*** RECORDS SUPPLIED ***

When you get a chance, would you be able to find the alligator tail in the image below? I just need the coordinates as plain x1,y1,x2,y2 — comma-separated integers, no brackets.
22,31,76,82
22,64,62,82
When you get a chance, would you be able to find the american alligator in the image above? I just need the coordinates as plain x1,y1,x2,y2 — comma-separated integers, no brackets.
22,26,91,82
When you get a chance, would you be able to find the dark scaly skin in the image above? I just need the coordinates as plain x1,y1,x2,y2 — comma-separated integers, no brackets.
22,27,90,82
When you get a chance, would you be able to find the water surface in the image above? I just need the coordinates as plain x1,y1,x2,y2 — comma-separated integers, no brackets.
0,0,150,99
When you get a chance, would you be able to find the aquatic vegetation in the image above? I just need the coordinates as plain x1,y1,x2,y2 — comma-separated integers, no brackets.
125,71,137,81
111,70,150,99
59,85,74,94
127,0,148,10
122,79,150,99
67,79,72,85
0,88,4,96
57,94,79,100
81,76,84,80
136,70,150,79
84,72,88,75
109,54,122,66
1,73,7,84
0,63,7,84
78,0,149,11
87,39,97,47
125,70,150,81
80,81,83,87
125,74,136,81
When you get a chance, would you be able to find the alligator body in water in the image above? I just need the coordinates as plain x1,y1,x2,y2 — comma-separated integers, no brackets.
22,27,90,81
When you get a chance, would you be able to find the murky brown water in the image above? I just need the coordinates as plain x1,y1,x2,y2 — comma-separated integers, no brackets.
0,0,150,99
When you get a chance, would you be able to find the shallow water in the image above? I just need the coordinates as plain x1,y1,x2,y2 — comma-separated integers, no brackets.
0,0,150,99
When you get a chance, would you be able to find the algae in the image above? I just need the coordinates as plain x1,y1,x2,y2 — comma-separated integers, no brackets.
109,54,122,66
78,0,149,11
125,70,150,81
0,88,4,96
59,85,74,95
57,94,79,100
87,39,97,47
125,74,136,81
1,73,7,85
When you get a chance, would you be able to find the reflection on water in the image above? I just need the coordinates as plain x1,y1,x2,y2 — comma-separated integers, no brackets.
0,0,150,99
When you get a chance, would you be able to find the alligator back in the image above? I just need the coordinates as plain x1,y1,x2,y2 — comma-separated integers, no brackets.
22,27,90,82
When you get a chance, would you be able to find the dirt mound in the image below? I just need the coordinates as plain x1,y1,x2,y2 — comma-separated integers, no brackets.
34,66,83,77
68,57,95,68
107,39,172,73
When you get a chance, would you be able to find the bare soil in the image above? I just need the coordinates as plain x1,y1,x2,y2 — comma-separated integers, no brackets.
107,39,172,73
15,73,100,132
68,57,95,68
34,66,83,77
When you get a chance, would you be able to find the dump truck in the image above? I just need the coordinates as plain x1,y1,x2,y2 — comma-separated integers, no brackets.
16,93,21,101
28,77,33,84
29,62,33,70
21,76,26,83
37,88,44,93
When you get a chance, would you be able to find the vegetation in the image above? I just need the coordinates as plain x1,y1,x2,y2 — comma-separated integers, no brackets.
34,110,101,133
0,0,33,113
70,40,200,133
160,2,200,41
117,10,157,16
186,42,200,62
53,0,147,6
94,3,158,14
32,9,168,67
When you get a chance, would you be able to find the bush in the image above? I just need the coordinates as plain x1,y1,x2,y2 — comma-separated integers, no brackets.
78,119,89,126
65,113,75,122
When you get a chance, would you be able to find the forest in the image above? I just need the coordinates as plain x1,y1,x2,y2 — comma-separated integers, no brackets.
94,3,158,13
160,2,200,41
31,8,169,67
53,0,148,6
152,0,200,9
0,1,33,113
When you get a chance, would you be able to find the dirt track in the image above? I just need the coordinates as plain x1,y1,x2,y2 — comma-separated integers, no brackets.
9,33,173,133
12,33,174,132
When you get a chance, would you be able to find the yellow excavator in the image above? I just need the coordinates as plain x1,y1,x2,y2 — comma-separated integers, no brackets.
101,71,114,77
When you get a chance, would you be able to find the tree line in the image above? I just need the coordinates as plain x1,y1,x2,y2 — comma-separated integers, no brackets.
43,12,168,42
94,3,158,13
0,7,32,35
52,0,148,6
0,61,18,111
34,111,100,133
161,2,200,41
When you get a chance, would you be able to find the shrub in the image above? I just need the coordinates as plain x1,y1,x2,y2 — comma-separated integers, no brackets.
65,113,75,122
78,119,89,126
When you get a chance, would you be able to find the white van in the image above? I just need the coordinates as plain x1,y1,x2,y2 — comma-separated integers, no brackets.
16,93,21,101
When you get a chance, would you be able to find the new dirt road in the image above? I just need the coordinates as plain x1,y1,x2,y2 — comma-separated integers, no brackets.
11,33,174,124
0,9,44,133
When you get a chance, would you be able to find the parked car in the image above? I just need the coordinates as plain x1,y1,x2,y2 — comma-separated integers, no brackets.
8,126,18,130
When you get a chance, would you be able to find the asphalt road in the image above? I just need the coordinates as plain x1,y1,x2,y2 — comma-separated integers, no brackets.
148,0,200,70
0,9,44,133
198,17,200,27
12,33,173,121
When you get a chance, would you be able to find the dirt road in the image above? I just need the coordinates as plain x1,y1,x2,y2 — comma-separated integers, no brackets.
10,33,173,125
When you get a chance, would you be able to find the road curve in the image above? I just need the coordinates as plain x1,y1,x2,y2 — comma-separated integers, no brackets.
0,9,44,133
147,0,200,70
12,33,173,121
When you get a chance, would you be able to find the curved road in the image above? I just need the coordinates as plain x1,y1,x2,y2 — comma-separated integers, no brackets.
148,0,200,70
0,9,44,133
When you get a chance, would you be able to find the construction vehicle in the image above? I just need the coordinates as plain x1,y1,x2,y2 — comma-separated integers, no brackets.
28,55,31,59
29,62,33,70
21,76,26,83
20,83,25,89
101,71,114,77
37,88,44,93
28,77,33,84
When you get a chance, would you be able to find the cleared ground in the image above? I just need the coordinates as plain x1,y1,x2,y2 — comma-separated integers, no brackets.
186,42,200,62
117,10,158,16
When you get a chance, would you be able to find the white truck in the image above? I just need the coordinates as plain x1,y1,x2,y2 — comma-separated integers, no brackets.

*** End of RECORDS SUPPLIED ***

■ TASK GOAL ■
Copy all the records exactly so that no character differs from the source.

■ EXPECTED ANSWER ■
When you get a chance, would you be able to find the alligator tail in the image below? I just need the coordinates as plain x1,y1,x2,y2 — comma-separated integers, no brackets.
22,31,76,82
22,64,62,82
When you get a chance, would you be able to find the american alligator in the image above? I just need the coordinates as plain x1,y1,x2,y2 — comma-separated integers, no brackets.
22,26,91,82
When you get a chance, would you be able to find the dark scaly skin in the image above? I just need the coordinates as plain x1,y1,x2,y2 — comma-separated integers, no brackets.
22,27,90,82
When you get a chance, would you be able to find the water surface in the image above? I just need the coordinates as plain x1,y1,x2,y2 — comma-separated integers, no brackets.
0,0,150,99
When you get a chance, would you be able to find the aquatic vegetation in the image above? I just need the coordinates as plain x1,y1,x2,y2 — comma-separated integers, no brackets.
125,71,137,81
111,70,150,99
59,85,74,94
127,0,148,10
122,79,150,99
67,79,72,85
0,88,4,96
57,94,79,100
81,76,84,80
136,70,150,79
84,72,88,75
109,54,122,66
1,73,7,84
0,63,7,84
78,0,149,11
87,39,97,47
125,70,150,81
80,81,83,87
125,74,136,81
When you get a chance, would you be able to find the alligator body in water in the image above? I just need the coordinates as plain x1,y1,x2,y2 — comma-separated integers, no brackets.
22,27,90,81
When you get a chance, would you be able to find the murky brown water in the image above? I just need the coordinates as plain x1,y1,x2,y2 — comma-separated integers, no brackets.
0,0,150,99
When you get a chance, would you be able to find the shallow water in the image above? I just need the coordinates as plain x1,y1,x2,y2 — comma-separated integers, no brackets.
0,0,150,99
When you get a chance, would you be able to find the algae in the image above? I just need the coordinates as plain x1,y1,x2,y2 — comma-separated integers, no brackets.
109,54,122,66
78,0,149,11
125,70,150,81
0,88,4,96
59,85,74,95
57,94,79,100
87,39,97,47
125,74,136,81
1,73,7,85
When you get a chance, would you be able to find the reflection on water in the image above? I just need the coordinates as plain x1,y1,x2,y2 — comma-separated integers, no brackets.
0,0,150,99
When you get a chance, would you be able to find the alligator back in the image above? I just need the coordinates as plain x1,y1,x2,y2 — comma-separated integers, no brackets.
22,27,90,82
When you get a chance, would you be able to find the dirt mound in the image below? I just need the coordinates as plain x1,y1,x2,y2 — comma-separated integers, no brackets.
34,66,83,77
68,57,95,68
107,39,172,73
When you get a chance, would you be able to find the bare soil in the image above? I just need the coordinates as plain x1,y1,x2,y2 — comma-separated integers, no brackets.
107,39,172,73
15,73,100,132
68,57,95,68
34,66,83,77
When you get a chance, would you be able to find the dump truck in the image above? I just need the coordinates as plain x1,y1,x2,y2 — comma-separated integers, no brackets.
16,93,21,101
28,77,33,84
29,62,33,70
21,76,26,83
37,88,44,93
When you get a chance, would you be able to find the vegetation in the image above? I just need the coordinates as plain x1,y1,x2,y2 — comma-separated integers, no brackets.
34,110,101,133
0,0,33,113
70,40,200,133
160,2,200,41
117,10,157,16
186,42,200,62
53,0,147,6
94,3,158,14
32,9,168,67
When you get a chance, would you be able to find the bush in the image above? I just need the coordinates as plain x1,y1,x2,y2 — comma-separated integers, no brackets.
78,119,89,126
65,113,75,122
When you get a chance, would you be able to find the forest in the image above? I just need the coordinates as plain x1,y1,x2,y2 — comma-separated integers, no brackets.
94,3,158,13
160,2,200,41
31,8,169,67
53,0,148,6
152,0,200,9
0,1,33,113
When you get a chance, would you be able to find the dirt track in the image above? I just need the coordinates as plain x1,y1,x2,y2 — comma-separated integers, no brackets.
9,33,173,133
12,33,174,132
When you get a chance, would you be able to find the yellow excavator in the image above? I just need the coordinates as plain x1,y1,x2,y2 — comma-separated integers, no brackets.
101,71,114,77
When you get a chance, would you be able to find the tree line in the image above? I just need the coordinates as plain x1,y1,x2,y2 — comma-separated integers, no brackets.
43,12,168,42
94,3,158,13
0,7,32,35
52,0,148,6
0,61,18,111
34,111,100,133
161,2,200,41
When you get a chance, would you be able to find the shrub in the image above? I just need the coordinates as plain x1,y1,x2,y2 — comma-separated integers, no brackets.
65,113,75,122
78,119,89,126
When you get a chance, would you be able to find the white van in the image above? I just need the coordinates as plain x1,y1,x2,y2 — comma-separated integers, no brackets.
16,93,21,101
When you get a chance, would you be able to find the new dirt road in the image above? I just need the coordinates as plain x1,y1,x2,y2 — comma-separated integers, no brackets.
11,33,174,124
0,9,44,133
When you get a chance, would you be able to find the parked car in the image above? I just need the coordinates as plain x1,y1,x2,y2 — comma-separated integers, no brackets.
8,126,18,130
When you get a chance, would you be able to find the asphalt road in the image above? I just need the coordinates as plain x1,y1,x2,y2 — comma-separated integers, no brackets.
148,0,200,70
0,9,44,133
198,17,200,27
12,33,173,121
When you get a chance, would you be able to find the dirt road in the image above? I just need the coordinates as plain x1,y1,x2,y2 — comma-separated integers, no brackets.
10,33,173,125
When you get a chance, would you be able to find the road curve in the image above? I just need the coordinates as plain x1,y1,x2,y2 — comma-separated integers, no brackets.
0,9,44,133
147,0,200,70
12,33,173,121
When you get a chance, would you be able to find the curved road in the image above? I just need the coordinates as plain x1,y1,x2,y2 — comma-separated integers, no brackets.
148,0,200,70
0,9,44,133
When you get a chance, would you be able to find the construction vehicle in the image above? I just need the coordinates as plain x1,y1,x2,y2 — comma-separated integers, no brackets.
28,55,31,59
29,62,33,70
21,76,26,83
20,83,25,89
101,71,114,77
37,88,44,93
28,77,33,84
When you get a chance, would you be able to find the cleared ground in the image above? I just need the coordinates as plain x1,y1,x2,y2 — comma-separated integers, no brackets.
186,42,200,62
117,10,158,16
When you get a chance, would you be able to find the white truck in the image above? I just need the coordinates as plain x1,y1,x2,y2 — comma-separated integers, no brackets.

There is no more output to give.